Problem details:
Once you find the line with "Put a marker on every instance of the shoreline, one" in the entries below, return exactly every line from it through the line with "Put a marker on every instance of the sandy".

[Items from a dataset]
:::::
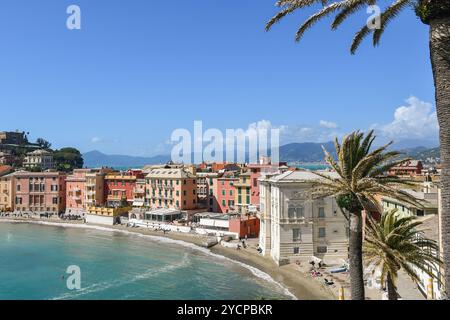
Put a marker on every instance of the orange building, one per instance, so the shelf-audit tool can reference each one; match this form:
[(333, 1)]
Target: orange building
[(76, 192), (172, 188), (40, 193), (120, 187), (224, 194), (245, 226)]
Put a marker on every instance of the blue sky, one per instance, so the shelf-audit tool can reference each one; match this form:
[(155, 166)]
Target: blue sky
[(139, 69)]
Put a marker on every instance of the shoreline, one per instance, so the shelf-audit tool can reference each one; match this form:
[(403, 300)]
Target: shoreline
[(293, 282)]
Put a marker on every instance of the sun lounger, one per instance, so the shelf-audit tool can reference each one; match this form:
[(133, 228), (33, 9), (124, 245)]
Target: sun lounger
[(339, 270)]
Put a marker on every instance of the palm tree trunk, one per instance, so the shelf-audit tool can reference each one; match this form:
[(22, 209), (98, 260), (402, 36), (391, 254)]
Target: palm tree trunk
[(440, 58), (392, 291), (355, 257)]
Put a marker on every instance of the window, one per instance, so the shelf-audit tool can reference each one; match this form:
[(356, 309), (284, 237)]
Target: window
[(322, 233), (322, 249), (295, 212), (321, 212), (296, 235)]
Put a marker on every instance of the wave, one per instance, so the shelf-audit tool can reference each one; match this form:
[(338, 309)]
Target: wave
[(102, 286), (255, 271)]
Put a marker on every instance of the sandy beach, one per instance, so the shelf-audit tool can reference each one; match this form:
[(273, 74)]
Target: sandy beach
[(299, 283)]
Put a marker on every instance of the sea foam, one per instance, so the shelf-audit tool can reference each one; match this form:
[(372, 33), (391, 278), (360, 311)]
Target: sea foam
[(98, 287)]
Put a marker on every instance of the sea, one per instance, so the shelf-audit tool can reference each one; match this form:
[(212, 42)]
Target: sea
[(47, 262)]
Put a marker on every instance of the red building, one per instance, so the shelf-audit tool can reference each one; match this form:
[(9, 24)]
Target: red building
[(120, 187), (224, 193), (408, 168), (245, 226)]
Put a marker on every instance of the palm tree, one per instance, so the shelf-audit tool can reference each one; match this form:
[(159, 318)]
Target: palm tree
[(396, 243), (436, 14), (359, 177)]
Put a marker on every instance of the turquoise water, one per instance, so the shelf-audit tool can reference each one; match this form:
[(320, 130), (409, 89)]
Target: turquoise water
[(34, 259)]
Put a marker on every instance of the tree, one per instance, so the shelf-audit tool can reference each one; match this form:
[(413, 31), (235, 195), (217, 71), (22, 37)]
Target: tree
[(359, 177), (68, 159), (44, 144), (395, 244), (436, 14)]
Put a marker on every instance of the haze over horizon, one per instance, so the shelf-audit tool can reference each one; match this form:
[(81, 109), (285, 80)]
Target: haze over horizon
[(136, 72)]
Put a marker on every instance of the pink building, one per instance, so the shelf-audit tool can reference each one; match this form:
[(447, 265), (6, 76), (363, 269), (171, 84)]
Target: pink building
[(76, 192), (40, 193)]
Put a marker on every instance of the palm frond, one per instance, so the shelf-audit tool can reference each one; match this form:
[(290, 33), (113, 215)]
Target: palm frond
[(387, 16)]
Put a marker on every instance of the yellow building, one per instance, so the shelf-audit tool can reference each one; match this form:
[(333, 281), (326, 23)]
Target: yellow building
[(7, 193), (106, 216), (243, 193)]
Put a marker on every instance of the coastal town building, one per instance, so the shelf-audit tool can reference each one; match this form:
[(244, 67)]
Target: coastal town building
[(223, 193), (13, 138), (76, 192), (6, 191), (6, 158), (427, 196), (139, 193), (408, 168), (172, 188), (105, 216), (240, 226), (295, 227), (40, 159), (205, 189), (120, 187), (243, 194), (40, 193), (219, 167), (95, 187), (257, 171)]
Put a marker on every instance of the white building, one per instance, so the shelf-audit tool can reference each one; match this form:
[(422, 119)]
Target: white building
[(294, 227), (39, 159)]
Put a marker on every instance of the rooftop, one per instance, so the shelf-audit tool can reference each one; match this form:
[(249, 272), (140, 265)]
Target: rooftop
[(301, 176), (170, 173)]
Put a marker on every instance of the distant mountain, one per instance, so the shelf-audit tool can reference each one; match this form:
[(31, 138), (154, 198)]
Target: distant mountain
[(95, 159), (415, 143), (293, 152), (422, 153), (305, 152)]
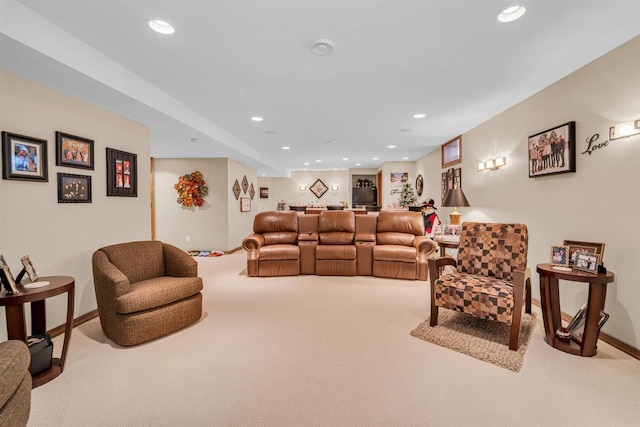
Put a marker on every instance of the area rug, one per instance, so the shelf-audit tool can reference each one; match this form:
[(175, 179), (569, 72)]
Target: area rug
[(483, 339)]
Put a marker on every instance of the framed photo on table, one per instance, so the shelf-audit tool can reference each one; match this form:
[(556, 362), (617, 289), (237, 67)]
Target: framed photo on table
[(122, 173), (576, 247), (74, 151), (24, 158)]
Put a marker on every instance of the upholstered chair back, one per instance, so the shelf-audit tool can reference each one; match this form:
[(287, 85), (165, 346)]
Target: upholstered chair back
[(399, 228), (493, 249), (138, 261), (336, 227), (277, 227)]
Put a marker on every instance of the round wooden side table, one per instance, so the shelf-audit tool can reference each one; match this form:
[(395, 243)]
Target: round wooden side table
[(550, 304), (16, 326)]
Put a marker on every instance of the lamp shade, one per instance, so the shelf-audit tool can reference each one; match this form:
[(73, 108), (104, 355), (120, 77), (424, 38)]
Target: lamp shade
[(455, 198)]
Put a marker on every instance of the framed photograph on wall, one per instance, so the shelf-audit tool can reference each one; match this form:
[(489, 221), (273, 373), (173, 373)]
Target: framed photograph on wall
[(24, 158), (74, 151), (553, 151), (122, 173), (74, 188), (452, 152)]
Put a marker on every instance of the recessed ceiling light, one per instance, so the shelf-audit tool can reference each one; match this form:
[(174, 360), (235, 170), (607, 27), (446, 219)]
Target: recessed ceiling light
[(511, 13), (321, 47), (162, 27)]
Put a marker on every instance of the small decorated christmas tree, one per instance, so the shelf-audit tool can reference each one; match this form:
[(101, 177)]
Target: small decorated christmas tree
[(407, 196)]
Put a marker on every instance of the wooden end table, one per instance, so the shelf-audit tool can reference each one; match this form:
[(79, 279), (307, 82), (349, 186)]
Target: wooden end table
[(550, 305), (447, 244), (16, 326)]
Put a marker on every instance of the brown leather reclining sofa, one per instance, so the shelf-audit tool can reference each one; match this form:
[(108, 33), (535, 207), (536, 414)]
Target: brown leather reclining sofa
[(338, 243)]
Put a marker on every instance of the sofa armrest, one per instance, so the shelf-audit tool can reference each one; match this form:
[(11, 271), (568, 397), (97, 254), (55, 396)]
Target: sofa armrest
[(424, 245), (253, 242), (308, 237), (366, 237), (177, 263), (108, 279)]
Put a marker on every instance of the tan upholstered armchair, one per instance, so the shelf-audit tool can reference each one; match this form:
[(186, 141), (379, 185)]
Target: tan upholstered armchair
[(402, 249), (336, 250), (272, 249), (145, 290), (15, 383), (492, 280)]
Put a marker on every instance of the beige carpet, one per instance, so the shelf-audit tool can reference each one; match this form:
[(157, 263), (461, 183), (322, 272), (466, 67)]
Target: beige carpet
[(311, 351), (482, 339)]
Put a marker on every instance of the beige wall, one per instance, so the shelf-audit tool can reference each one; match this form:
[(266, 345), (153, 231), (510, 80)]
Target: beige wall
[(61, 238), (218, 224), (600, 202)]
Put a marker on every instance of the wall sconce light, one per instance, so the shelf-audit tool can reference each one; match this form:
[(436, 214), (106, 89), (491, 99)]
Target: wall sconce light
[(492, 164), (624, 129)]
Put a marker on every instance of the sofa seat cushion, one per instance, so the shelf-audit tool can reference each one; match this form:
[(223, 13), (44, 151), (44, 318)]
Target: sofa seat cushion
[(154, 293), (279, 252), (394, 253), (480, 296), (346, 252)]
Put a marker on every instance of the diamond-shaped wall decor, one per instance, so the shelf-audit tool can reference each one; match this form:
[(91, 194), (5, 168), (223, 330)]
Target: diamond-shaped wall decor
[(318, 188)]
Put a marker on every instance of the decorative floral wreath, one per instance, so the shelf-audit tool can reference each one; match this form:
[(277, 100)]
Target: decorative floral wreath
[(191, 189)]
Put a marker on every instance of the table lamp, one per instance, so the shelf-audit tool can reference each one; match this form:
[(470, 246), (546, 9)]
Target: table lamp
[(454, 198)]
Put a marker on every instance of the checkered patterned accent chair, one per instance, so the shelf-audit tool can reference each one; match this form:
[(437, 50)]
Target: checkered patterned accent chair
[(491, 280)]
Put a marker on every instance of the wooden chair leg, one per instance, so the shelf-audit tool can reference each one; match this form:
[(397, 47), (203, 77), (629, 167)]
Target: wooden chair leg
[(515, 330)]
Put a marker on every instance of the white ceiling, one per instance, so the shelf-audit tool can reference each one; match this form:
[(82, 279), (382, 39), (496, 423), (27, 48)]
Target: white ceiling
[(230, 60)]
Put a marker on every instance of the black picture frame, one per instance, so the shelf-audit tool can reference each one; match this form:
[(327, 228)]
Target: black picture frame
:::::
Result of this task:
Put a marker on every instance of the shoreline, one per instance, so the shelf-audit tool can reference each one; match this form:
[(403, 300)]
Target: shoreline
[(293, 282)]
Put a marker on every instance of the sun lounger, one per instance, so the shelf-audit tool can reference each one; match this form:
[(133, 228), (33, 9), (124, 245)]
Target: sun lounger
[(339, 270)]
Put a marker on every instance of the palm tree trunk, one per instance, so the shelf-audit tool can reference each one; match this form:
[(22, 209), (98, 260), (402, 36), (391, 254)]
Target: palm tree trunk
[(440, 58), (392, 291), (355, 257)]
Put a marker on every instance of the window, one per instance, so the shelf-audit tool can reference each one; match this form:
[(356, 309), (284, 237)]
Target: window
[(322, 233), (322, 249), (295, 212), (321, 212), (296, 235)]
Put a marker on every instance of the wave, one per instance, so the shelf-audit tool can reference each one; match this form:
[(338, 309)]
Target: wave
[(102, 286), (255, 271)]
Put a marker on every instance of the sandy beach, one per instance, so the shelf-audit tool can reference each one; match this form:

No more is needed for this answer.